[Required work]: Your output should be the line with "of the banded" plus all following lines to the end of the records, exactly as written and nothing more.

[Data in this exercise]:

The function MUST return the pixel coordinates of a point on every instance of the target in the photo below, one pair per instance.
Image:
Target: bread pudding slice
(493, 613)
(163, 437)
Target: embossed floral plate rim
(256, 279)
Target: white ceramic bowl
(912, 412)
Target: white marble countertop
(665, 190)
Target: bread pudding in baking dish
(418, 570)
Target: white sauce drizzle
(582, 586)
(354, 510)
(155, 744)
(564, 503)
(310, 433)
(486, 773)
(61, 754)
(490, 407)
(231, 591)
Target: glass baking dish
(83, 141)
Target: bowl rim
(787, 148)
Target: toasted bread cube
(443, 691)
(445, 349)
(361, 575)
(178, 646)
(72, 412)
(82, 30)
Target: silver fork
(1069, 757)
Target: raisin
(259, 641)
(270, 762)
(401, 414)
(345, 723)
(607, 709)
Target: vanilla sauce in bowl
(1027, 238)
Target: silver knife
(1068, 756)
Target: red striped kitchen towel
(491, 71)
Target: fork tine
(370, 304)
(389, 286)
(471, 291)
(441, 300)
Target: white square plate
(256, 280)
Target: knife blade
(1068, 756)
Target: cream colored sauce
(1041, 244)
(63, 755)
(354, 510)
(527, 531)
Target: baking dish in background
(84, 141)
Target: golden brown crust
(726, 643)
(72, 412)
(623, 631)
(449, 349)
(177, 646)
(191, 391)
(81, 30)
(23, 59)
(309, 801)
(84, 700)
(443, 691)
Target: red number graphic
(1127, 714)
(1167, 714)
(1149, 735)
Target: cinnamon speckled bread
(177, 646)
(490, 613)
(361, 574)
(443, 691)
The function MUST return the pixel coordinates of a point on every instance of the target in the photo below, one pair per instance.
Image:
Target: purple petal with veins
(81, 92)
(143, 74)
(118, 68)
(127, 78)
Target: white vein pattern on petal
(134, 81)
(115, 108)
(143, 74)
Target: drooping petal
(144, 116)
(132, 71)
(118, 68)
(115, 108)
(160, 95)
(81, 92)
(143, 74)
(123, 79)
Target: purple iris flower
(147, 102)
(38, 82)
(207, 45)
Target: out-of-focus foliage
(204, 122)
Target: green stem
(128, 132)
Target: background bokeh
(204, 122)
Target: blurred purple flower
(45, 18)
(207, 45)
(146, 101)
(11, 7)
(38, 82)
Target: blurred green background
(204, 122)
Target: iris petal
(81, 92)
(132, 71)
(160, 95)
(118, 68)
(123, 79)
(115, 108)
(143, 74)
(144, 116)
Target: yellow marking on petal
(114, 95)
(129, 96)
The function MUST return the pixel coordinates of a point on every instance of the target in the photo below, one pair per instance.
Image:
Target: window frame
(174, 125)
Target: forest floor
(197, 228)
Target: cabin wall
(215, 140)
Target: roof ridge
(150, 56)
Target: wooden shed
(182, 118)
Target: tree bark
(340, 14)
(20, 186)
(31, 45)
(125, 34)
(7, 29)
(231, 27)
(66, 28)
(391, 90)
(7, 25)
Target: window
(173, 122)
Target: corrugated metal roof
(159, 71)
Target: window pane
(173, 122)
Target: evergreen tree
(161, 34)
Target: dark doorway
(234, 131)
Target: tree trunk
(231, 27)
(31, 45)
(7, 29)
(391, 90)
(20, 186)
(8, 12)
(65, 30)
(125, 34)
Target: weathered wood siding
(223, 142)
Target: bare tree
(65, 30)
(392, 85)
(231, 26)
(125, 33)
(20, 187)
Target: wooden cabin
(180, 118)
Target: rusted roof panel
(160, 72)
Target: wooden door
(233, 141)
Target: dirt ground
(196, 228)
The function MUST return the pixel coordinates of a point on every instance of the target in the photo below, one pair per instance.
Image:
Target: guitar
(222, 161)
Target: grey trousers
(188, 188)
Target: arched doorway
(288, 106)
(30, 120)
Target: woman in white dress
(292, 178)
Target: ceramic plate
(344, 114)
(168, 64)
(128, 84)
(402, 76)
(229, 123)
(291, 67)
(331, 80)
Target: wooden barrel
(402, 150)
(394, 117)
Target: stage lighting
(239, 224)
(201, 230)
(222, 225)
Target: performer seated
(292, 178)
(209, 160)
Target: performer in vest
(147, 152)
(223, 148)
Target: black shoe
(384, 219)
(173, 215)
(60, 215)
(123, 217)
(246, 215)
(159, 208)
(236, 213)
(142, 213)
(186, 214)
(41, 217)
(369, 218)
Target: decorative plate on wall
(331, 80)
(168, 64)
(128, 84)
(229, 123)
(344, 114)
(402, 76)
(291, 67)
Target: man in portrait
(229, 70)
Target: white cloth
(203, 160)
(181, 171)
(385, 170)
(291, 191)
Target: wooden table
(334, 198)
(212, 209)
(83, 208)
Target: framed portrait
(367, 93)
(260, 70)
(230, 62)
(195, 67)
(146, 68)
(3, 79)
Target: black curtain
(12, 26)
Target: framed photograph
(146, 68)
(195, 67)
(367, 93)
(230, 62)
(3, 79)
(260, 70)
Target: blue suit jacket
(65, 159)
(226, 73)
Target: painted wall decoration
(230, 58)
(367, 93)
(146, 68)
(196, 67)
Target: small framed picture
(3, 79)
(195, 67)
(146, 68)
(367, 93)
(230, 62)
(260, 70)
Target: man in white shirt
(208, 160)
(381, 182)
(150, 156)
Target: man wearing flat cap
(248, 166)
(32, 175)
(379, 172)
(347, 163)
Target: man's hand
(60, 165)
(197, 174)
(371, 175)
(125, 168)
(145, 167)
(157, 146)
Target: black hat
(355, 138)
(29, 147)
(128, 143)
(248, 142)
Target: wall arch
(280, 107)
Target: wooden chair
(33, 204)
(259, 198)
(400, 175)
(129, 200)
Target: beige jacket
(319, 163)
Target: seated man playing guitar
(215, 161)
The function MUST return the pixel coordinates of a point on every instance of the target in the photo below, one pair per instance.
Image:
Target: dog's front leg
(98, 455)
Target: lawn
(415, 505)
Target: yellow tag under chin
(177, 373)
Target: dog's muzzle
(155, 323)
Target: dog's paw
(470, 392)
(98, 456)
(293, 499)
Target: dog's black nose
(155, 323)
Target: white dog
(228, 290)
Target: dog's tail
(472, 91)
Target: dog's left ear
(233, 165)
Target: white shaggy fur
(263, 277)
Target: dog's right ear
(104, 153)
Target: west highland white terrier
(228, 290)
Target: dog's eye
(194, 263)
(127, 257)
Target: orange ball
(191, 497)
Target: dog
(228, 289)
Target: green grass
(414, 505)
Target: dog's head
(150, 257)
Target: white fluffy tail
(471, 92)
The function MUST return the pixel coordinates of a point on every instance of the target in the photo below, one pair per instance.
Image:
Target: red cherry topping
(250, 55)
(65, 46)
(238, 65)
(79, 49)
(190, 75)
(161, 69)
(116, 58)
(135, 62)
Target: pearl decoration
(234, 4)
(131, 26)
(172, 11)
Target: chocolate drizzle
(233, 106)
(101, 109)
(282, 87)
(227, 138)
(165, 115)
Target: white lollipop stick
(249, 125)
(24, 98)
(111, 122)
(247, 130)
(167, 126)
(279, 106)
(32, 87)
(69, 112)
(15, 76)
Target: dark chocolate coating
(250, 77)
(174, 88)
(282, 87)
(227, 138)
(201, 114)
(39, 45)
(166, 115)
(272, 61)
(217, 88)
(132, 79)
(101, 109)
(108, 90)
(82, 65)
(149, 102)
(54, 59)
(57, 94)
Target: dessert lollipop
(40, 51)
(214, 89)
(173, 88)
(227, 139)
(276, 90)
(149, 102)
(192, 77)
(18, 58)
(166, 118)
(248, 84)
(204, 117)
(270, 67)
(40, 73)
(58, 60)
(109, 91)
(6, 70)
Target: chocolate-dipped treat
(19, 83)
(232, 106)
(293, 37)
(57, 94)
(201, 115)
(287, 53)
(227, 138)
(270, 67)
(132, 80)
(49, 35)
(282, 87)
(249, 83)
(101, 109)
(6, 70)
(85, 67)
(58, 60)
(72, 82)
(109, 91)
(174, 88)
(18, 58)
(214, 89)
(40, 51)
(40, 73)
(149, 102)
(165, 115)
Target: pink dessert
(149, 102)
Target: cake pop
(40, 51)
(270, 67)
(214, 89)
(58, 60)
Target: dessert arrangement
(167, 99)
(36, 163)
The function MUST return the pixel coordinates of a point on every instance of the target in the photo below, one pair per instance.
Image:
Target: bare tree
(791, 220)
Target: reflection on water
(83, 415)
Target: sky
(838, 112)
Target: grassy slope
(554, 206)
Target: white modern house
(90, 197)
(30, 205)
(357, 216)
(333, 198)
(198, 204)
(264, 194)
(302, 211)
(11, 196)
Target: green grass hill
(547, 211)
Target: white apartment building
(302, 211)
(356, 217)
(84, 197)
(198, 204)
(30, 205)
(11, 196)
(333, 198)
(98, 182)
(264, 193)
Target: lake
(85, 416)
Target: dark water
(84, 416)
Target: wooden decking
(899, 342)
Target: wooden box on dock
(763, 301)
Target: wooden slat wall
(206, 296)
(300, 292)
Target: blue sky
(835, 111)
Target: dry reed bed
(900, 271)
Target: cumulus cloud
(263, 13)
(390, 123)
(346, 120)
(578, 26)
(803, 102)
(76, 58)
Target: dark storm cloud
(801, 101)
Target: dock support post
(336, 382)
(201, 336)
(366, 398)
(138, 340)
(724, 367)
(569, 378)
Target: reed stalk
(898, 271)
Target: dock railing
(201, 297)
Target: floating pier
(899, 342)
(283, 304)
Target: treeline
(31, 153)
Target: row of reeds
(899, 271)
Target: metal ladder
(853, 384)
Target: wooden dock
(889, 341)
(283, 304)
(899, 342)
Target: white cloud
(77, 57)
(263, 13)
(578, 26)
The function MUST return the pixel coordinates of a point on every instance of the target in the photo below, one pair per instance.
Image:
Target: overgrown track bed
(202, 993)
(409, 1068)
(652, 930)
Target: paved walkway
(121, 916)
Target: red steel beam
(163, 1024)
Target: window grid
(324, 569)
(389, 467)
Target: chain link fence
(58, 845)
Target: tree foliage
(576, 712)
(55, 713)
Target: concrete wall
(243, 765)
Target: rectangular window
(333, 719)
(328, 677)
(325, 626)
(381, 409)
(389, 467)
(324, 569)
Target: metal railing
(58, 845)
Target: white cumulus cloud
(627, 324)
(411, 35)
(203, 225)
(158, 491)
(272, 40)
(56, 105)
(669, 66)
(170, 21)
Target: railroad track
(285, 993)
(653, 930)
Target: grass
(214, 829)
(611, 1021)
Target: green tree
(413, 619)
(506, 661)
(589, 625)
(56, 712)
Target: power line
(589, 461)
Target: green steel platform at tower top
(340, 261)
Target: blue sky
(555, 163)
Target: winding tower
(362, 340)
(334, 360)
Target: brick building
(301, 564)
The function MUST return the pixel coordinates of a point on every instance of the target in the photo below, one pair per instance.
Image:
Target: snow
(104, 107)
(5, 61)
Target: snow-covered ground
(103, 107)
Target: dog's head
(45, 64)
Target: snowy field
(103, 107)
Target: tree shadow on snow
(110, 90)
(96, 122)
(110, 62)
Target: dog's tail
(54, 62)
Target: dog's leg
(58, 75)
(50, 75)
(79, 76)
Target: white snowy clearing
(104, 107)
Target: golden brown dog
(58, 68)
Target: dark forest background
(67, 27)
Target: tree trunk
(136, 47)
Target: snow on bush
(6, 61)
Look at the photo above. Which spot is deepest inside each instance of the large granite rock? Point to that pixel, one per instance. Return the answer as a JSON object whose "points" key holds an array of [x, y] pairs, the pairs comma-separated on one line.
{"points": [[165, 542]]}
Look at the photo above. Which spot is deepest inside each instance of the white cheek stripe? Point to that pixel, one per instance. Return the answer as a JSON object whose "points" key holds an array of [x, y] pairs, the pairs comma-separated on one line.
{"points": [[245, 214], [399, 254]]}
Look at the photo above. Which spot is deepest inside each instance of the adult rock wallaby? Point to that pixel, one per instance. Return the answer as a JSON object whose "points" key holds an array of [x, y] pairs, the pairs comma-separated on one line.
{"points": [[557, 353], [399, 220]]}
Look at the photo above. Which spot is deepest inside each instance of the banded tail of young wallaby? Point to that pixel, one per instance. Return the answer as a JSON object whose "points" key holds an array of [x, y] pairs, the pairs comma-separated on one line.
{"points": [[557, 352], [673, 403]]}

[Answer section]:
Look at the photo above. Which spot is deepest inside each instance of the banded tail of young wallaby? Point to that pixel, one per instance. Return the answer as a JSON object whose "points" key holds an array of [x, y] pairs, the pairs comma-separated on one line.
{"points": [[557, 352], [673, 403]]}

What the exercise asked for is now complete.